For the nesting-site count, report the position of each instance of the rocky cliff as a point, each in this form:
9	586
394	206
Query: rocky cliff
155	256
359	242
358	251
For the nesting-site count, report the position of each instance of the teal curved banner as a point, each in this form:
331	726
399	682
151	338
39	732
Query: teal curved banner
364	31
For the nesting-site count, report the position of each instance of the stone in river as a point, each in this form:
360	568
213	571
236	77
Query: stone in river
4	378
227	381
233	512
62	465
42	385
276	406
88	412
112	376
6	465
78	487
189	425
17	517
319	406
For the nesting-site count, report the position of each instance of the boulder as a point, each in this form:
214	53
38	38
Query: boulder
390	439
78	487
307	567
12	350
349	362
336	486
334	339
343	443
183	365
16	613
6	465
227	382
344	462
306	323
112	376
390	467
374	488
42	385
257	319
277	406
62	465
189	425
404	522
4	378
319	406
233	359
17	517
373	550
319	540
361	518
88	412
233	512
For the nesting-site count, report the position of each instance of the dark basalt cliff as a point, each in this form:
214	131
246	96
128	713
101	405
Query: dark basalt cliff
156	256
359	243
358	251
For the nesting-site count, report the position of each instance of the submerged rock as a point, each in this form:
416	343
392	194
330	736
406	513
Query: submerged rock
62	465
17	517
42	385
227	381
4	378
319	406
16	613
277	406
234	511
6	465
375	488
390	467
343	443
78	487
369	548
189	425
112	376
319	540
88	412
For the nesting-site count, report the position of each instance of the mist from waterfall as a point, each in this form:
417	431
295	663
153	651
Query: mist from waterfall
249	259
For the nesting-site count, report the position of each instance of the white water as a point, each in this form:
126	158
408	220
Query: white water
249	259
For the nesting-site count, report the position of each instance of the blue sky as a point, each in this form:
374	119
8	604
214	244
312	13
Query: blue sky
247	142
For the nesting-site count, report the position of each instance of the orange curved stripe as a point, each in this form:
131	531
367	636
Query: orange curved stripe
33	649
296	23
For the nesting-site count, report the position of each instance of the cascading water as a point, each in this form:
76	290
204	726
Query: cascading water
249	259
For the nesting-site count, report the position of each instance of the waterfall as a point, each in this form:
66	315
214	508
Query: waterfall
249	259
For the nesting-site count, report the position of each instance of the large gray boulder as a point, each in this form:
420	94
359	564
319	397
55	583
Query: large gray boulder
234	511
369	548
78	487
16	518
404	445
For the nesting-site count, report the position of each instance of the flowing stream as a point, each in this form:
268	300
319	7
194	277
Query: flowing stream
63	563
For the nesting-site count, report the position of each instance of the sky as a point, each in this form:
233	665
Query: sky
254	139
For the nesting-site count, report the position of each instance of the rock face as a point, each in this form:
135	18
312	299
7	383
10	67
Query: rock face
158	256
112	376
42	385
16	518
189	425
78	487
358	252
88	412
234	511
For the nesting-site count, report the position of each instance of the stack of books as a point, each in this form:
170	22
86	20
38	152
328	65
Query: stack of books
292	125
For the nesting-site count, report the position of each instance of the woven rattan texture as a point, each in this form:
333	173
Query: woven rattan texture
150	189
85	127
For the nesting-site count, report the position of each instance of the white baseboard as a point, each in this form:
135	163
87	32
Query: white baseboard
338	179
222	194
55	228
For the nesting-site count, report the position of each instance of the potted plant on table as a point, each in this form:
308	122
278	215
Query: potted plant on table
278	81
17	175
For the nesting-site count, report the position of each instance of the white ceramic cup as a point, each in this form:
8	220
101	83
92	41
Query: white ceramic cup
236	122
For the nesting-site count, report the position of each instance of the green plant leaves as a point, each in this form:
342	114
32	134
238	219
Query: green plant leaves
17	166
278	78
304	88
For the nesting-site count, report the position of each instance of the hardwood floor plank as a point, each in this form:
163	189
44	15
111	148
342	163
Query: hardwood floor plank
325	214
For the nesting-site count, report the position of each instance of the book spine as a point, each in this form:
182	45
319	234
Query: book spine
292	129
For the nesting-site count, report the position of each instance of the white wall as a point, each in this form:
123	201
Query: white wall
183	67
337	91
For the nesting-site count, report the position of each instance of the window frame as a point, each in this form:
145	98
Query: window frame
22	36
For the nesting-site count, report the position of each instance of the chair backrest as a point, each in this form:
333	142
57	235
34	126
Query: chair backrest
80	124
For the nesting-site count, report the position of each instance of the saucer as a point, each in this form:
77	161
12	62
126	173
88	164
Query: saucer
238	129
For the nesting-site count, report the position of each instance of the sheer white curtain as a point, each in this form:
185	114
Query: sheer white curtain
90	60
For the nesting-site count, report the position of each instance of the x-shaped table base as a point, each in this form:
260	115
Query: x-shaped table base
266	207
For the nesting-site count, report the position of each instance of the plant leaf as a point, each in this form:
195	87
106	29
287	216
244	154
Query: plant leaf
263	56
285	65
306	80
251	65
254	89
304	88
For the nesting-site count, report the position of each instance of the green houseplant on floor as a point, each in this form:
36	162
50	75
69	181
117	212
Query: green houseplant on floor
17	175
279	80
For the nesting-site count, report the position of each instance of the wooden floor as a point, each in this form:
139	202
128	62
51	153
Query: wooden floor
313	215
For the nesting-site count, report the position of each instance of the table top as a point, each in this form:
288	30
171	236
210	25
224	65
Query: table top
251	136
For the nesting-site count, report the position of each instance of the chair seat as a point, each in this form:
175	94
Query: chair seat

■ ■ ■

• **Your goal**: Repeat the records above in full, character for character.

• **Task response**:
For the nesting-site count, report the position of each instance of the rocky cliff as a point, each in this form:
9	586
394	206
Query: rocky cliff
155	256
359	242
358	251
For the nesting-site count, report the position of each instance of the teal curved banner as a point, each in this form:
331	726
399	682
151	338
39	732
Query: teal curved banner
364	31
For the nesting-site count, report the position of each instance of the stone in river as a point, each in this form:
360	568
213	571
236	77
Query: stone in river
4	378
227	381
233	512
62	465
42	385
276	406
88	412
112	376
6	465
78	487
189	425
17	517
319	406
For the nesting-site count, report the position of each instance of the boulder as a point, each in this form:
214	53
38	38
Query: boulder
390	439
78	487
307	567
12	350
349	362
336	486
334	339
343	443
183	365
16	613
6	465
227	382
344	462
306	323
112	376
390	467
374	488
42	385
257	319
277	406
62	465
189	425
404	522
4	378
319	406
233	359
17	517
373	550
319	540
361	518
88	412
233	512
For the nesting-site count, report the position of each instance of the dark basalt cliff as a point, each in this form:
214	131
246	96
128	713
101	405
Query: dark basalt cliff
156	256
359	243
358	251
For the nesting-site count, report the position of each instance of the submerged rock as a point, each in this form:
416	343
392	194
330	736
406	513
Query: submerged rock
62	465
17	517
42	385
227	381
4	378
319	406
16	613
277	406
234	511
6	465
375	488
390	467
343	443
78	487
369	548
189	425
112	376
319	540
88	412
For the nesting-site count, report the position of each instance of the mist from waterfall as a point, each in this form:
417	431
295	663
153	651
Query: mist from waterfall
249	259
For the nesting-site count, report the position of each instance of the white water as a point, each in this form:
126	158
408	220
Query: white water
249	259
For the nesting-site count, report the position of each instance of the blue sky as a point, each in this form:
374	119
8	604
214	244
312	13
Query: blue sky
247	142
For the nesting-site count, report the position of each instance of the orange curved stripe as a point, each in this form:
131	531
367	636
Query: orange curved stripe
33	649
296	23
For the nesting-site count, report the position of each instance of the cascading water as a point, each in this form:
76	290
204	726
Query: cascading water
249	259
For the nesting-site count, report the position of each instance of the waterfall as a point, each in this form:
66	315
214	508
Query: waterfall
249	259
For the nesting-site count, report the position of each instance of the large gray boulder as a point, each in this form:
420	94
359	564
319	397
55	583
Query: large gray boulder
234	511
369	548
78	487
16	518
404	445
For the nesting-site count, report the position of each instance of the flowing stream as a point, each in this form:
268	300
319	7
194	277
Query: flowing stream
63	563
For the nesting-site count, report the position of each instance of the sky as a point, each in this form:
233	665
Query: sky
254	139
For the nesting-site count, report the position of each instance of the rock face as a point, each in this form:
135	18
312	299
7	383
10	67
Query: rock face
158	256
112	376
42	385
16	518
189	425
78	487
358	252
88	412
234	511
For the nesting-site count, report the position of each instance of the stack of books as a point, each in this form:
170	22
86	20
38	152
328	65
Query: stack of books
292	125
For the nesting-site count, report the position of each instance of the woven rattan texture as a point, each in this form:
333	173
Query: woven rattan texture
150	189
85	127
For the nesting-site count, report the position of each instance of the white baseboard as a point, each in this form:
135	163
87	32
Query: white baseboard
338	179
222	194
55	228
For the nesting-site count, report the position of each instance of the potted plant on table as a point, each in this form:
308	122
278	215
Query: potted plant on table
278	81
17	175
For the nesting-site count, report the position of each instance of the white ceramic cup as a point, each in this form:
8	220
101	83
92	41
Query: white ceramic cup
236	122
For the nesting-site count, report the position of each instance of the green plant leaves as a point, each in this form:
342	114
32	134
238	219
Query: green plant leaves
17	166
278	78
304	88
For the nesting-site count, report the position of each instance of the hardwood floor plank as a point, each in this form:
163	189
44	15
111	148
342	163
Query: hardwood floor plank
325	214
For the nesting-site count, report the position of each instance of the book spine as a point, each in this form:
182	45
319	234
Query: book spine
292	129
For the nesting-site count, report the position of each instance of the white wall as a point, each in this form:
123	201
Query: white wall
183	67
337	91
For the nesting-site count, report the position of each instance of the window frame as a point, each in this form:
145	98
Query: window frame
22	36
For the nesting-site count, report the position of each instance of the chair backrest as a point, each in this form:
333	142
57	235
34	126
Query: chair backrest
80	124
For the nesting-site count, report the position of each instance of the saucer as a point, each in this form:
77	161
12	62
126	173
88	164
Query: saucer
238	129
For the nesting-site count, report the position of each instance of the sheer white curtain as a point, each in this form:
185	114
Query: sheer white curtain
90	60
For the nesting-site count, report the position of each instance of the x-shaped table base as a point, each in this form:
260	115
Query: x-shaped table base
266	207
For the nesting-site count, report the position of each instance of the plant leaf as a point, each in this form:
195	87
106	29
287	216
244	154
Query: plant leaf
263	56
285	65
306	80
251	65
254	89
304	88
For the nesting-site count, report the position of each instance of the green houseplant on floor as a point, each in this form:
36	162
50	75
69	181
117	212
Query: green houseplant on floor
17	175
279	80
For the nesting-site count, report the position of each instance of the wooden floor as a point, each in this form:
139	202
128	62
51	153
Query: wooden floor
313	215
For the nesting-site count, report the position of each instance of the table top as a point, each in this form:
288	30
171	236
210	25
224	65
Query: table top
251	136
For the nesting-site count, report the position of each instance of the chair seat as a point, each in this form:
175	94
Query: chair seat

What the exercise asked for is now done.